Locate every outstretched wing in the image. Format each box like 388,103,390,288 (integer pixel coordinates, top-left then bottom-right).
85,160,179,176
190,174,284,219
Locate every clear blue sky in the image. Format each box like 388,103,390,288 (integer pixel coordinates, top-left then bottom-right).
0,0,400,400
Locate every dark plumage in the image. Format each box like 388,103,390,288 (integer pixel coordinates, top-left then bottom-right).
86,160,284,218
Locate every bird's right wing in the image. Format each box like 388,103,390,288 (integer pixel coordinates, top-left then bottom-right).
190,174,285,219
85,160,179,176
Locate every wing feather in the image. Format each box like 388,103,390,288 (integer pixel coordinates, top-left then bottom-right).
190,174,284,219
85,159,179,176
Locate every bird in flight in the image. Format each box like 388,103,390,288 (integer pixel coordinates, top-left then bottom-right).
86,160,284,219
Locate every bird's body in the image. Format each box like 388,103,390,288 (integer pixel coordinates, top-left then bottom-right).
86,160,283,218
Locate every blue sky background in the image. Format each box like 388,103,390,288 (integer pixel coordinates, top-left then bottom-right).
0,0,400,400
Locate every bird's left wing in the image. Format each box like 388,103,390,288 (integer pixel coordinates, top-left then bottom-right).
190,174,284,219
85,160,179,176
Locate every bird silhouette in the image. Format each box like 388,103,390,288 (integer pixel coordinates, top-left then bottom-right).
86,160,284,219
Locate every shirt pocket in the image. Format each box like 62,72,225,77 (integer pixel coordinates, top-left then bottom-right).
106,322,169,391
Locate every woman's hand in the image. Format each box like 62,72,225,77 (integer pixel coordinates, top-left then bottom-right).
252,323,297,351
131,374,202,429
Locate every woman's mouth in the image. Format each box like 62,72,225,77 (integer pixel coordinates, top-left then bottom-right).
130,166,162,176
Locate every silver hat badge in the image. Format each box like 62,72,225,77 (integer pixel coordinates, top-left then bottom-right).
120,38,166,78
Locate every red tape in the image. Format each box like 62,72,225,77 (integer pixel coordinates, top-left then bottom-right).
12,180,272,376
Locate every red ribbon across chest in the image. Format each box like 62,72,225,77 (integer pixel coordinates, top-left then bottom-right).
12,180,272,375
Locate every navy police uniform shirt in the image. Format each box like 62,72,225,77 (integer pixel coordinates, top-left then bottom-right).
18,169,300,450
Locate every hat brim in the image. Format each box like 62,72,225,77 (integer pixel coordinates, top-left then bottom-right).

* * * * * * * * *

### REQUIREMENTS
Pick out every line in the material above that contains the word "blue", and copy each of those lines.

### RESPONSE TO THE TASK
Locate every clear blue sky in the image. Format each box like 388,103,390,288 (integer pixel coordinates, top-left then bottom-right).
Locate every blue sky background in the image. Format each box like 388,103,390,288 (integer pixel coordinates, top-left then bottom-right).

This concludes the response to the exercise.